What you need to do:
Could you echo, word for word, everything from the line holding "the wooden plank." through the end of the items below, both ends included?

Dataset:
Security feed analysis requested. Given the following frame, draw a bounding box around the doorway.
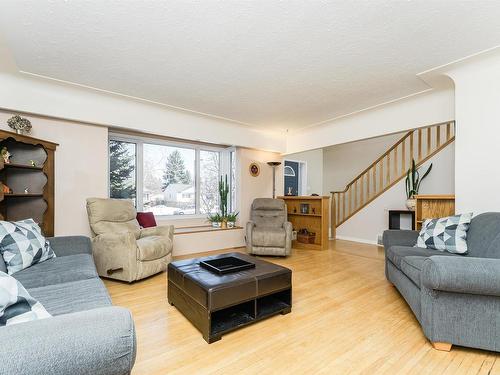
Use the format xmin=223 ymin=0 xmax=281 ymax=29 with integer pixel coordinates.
xmin=283 ymin=160 xmax=307 ymax=195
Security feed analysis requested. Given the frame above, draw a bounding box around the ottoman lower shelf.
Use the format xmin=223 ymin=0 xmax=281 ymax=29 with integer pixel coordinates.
xmin=168 ymin=283 xmax=292 ymax=344
xmin=167 ymin=253 xmax=292 ymax=344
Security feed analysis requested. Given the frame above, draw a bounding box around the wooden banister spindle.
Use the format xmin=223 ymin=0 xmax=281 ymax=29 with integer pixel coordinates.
xmin=394 ymin=145 xmax=399 ymax=178
xmin=410 ymin=133 xmax=413 ymax=165
xmin=373 ymin=164 xmax=377 ymax=195
xmin=386 ymin=152 xmax=391 ymax=185
xmin=401 ymin=138 xmax=406 ymax=173
xmin=417 ymin=129 xmax=422 ymax=161
xmin=342 ymin=193 xmax=347 ymax=221
xmin=354 ymin=180 xmax=358 ymax=210
xmin=366 ymin=168 xmax=372 ymax=199
xmin=359 ymin=175 xmax=365 ymax=206
xmin=347 ymin=185 xmax=352 ymax=216
xmin=427 ymin=128 xmax=432 ymax=154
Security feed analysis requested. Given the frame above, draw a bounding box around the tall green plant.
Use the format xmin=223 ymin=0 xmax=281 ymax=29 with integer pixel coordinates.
xmin=219 ymin=175 xmax=229 ymax=219
xmin=406 ymin=159 xmax=432 ymax=199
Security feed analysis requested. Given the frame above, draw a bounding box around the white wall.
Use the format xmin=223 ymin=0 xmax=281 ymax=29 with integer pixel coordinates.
xmin=0 ymin=72 xmax=286 ymax=152
xmin=337 ymin=143 xmax=461 ymax=243
xmin=287 ymin=89 xmax=455 ymax=153
xmin=447 ymin=51 xmax=500 ymax=215
xmin=286 ymin=148 xmax=324 ymax=195
xmin=236 ymin=148 xmax=283 ymax=225
xmin=0 ymin=110 xmax=108 ymax=235
xmin=323 ymin=132 xmax=406 ymax=194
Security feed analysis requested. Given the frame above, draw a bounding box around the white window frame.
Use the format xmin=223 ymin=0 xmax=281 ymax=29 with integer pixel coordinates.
xmin=108 ymin=133 xmax=234 ymax=220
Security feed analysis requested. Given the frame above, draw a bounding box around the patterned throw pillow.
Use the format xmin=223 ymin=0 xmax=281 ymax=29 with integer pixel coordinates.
xmin=0 ymin=271 xmax=51 ymax=326
xmin=415 ymin=213 xmax=472 ymax=254
xmin=0 ymin=219 xmax=56 ymax=275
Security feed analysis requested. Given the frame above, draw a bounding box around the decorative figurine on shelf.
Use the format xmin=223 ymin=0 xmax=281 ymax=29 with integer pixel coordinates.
xmin=2 ymin=184 xmax=12 ymax=194
xmin=0 ymin=146 xmax=12 ymax=164
xmin=7 ymin=115 xmax=32 ymax=134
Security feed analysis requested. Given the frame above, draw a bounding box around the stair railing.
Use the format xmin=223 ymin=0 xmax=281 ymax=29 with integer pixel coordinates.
xmin=330 ymin=121 xmax=455 ymax=238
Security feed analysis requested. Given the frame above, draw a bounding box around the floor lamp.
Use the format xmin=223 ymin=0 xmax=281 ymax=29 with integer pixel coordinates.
xmin=267 ymin=161 xmax=281 ymax=199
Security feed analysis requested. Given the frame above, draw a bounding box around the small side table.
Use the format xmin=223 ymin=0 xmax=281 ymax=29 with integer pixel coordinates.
xmin=389 ymin=210 xmax=415 ymax=229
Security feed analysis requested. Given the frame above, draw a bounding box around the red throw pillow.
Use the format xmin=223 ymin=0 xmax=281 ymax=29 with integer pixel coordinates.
xmin=137 ymin=212 xmax=156 ymax=228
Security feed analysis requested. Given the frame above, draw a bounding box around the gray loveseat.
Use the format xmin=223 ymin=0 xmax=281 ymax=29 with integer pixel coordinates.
xmin=0 ymin=236 xmax=136 ymax=375
xmin=383 ymin=212 xmax=500 ymax=352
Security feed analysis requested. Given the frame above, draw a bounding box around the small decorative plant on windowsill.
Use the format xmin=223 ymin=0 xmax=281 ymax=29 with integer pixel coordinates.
xmin=207 ymin=175 xmax=231 ymax=229
xmin=406 ymin=159 xmax=432 ymax=211
xmin=207 ymin=212 xmax=222 ymax=228
xmin=219 ymin=175 xmax=229 ymax=228
xmin=227 ymin=212 xmax=239 ymax=228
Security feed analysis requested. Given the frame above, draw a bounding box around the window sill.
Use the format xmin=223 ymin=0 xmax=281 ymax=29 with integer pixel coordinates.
xmin=174 ymin=225 xmax=243 ymax=235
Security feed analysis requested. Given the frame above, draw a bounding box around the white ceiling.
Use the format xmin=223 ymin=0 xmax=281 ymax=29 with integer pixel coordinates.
xmin=0 ymin=0 xmax=500 ymax=130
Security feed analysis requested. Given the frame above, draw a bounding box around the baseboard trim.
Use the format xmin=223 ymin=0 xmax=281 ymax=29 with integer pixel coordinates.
xmin=337 ymin=235 xmax=380 ymax=246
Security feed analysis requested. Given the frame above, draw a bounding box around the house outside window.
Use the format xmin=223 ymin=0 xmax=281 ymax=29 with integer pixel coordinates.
xmin=109 ymin=134 xmax=236 ymax=217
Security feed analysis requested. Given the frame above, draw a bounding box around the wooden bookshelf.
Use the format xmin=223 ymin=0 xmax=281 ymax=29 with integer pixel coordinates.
xmin=414 ymin=195 xmax=455 ymax=230
xmin=278 ymin=196 xmax=330 ymax=250
xmin=0 ymin=130 xmax=58 ymax=236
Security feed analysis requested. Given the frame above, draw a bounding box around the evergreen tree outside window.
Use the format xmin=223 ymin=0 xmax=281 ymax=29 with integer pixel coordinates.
xmin=109 ymin=140 xmax=136 ymax=203
xmin=109 ymin=134 xmax=236 ymax=218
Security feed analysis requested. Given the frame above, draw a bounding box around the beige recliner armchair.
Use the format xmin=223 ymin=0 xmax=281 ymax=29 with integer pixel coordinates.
xmin=87 ymin=198 xmax=174 ymax=282
xmin=246 ymin=198 xmax=292 ymax=256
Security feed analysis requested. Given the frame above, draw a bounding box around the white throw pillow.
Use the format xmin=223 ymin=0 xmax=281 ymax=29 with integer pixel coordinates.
xmin=415 ymin=213 xmax=472 ymax=254
xmin=0 ymin=271 xmax=51 ymax=326
xmin=0 ymin=219 xmax=56 ymax=275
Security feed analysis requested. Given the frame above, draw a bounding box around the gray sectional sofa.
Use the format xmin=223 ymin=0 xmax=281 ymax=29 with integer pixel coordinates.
xmin=0 ymin=236 xmax=136 ymax=375
xmin=383 ymin=212 xmax=500 ymax=352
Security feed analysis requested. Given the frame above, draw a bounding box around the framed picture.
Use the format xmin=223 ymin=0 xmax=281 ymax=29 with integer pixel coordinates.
xmin=248 ymin=163 xmax=260 ymax=177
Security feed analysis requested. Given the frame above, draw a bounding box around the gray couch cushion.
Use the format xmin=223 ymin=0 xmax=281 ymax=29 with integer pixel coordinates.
xmin=0 ymin=255 xmax=7 ymax=273
xmin=401 ymin=256 xmax=428 ymax=288
xmin=14 ymin=254 xmax=98 ymax=289
xmin=467 ymin=212 xmax=500 ymax=258
xmin=29 ymin=278 xmax=111 ymax=315
xmin=386 ymin=246 xmax=460 ymax=269
xmin=252 ymin=227 xmax=286 ymax=247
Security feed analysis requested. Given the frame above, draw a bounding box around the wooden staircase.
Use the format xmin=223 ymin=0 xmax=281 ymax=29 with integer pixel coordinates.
xmin=331 ymin=121 xmax=455 ymax=238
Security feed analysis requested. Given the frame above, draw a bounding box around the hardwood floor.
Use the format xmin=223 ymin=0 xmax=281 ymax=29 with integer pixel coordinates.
xmin=105 ymin=240 xmax=500 ymax=375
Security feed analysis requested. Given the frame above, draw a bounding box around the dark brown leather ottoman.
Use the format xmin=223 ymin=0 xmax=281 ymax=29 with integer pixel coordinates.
xmin=168 ymin=253 xmax=292 ymax=344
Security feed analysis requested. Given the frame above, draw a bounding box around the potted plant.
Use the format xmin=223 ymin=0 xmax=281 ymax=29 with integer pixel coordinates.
xmin=219 ymin=175 xmax=229 ymax=228
xmin=207 ymin=212 xmax=222 ymax=228
xmin=406 ymin=159 xmax=432 ymax=211
xmin=227 ymin=212 xmax=239 ymax=228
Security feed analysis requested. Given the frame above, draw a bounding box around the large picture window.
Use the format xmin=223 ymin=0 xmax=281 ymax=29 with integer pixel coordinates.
xmin=109 ymin=134 xmax=236 ymax=216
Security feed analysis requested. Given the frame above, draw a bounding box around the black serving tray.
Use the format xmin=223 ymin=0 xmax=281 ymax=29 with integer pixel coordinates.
xmin=200 ymin=256 xmax=255 ymax=275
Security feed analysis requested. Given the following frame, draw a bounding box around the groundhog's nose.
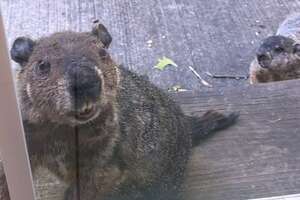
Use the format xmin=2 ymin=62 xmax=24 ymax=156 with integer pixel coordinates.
xmin=68 ymin=66 xmax=101 ymax=108
xmin=256 ymin=51 xmax=272 ymax=68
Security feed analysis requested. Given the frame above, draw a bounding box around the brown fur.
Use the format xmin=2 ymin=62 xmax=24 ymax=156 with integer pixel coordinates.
xmin=0 ymin=21 xmax=238 ymax=200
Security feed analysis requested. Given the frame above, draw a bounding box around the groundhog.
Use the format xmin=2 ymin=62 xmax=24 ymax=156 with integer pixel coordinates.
xmin=250 ymin=13 xmax=300 ymax=84
xmin=0 ymin=21 xmax=238 ymax=200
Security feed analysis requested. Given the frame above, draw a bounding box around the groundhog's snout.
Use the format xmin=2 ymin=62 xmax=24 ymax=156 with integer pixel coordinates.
xmin=67 ymin=63 xmax=101 ymax=120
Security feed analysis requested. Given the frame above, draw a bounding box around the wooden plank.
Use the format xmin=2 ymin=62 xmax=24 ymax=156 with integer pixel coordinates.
xmin=0 ymin=0 xmax=300 ymax=90
xmin=174 ymin=81 xmax=300 ymax=200
xmin=250 ymin=194 xmax=300 ymax=200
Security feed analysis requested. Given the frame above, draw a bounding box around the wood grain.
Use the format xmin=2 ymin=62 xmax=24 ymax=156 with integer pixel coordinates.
xmin=0 ymin=0 xmax=300 ymax=200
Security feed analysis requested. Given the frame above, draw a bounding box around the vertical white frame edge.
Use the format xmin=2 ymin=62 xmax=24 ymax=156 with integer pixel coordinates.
xmin=0 ymin=10 xmax=35 ymax=200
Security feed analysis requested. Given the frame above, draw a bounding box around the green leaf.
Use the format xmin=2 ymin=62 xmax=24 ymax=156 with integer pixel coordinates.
xmin=154 ymin=56 xmax=178 ymax=70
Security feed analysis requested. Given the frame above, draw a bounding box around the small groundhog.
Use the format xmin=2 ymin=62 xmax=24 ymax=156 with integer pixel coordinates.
xmin=250 ymin=13 xmax=300 ymax=84
xmin=0 ymin=21 xmax=238 ymax=200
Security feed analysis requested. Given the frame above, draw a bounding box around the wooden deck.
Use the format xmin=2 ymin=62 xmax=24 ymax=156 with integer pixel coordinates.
xmin=0 ymin=0 xmax=300 ymax=200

Written solution:
Security feed analysis requested. Given the frame above, draw a bounding box around the wooden plank.
Use the format xmin=2 ymin=62 xmax=24 ymax=156 with integer pixel coordinates.
xmin=0 ymin=0 xmax=300 ymax=90
xmin=174 ymin=81 xmax=300 ymax=200
xmin=250 ymin=194 xmax=300 ymax=200
Security feed analysis requested. Given the frame above, draw a bounding box around the wood grain.
Use the format xmin=2 ymin=62 xmax=24 ymax=156 with integer pixel coordinates.
xmin=0 ymin=0 xmax=300 ymax=200
Security feed analysis requested. Given the frame above, draw a bounding box around the vertical white frame edge.
Use the format xmin=2 ymin=62 xmax=24 ymax=156 with integer pixel coordinates.
xmin=0 ymin=10 xmax=35 ymax=200
Security feed analysis requested. Given the frame above, draw a bounding box around the green leaf.
Use the format xmin=2 ymin=62 xmax=24 ymax=156 with integer pixel coordinates.
xmin=154 ymin=56 xmax=178 ymax=70
Security feed analysis requested. Given the frame above, draw a bounding box around the small groundhog.
Use the format xmin=2 ymin=62 xmax=24 ymax=156 with integer pixel coordinates.
xmin=250 ymin=13 xmax=300 ymax=84
xmin=0 ymin=21 xmax=238 ymax=200
Security feed analysis requested. Given the frame above, draw a bounding box around the wooden deck.
Use the format xmin=2 ymin=62 xmax=24 ymax=156 with integer pixel coordinates.
xmin=0 ymin=0 xmax=300 ymax=200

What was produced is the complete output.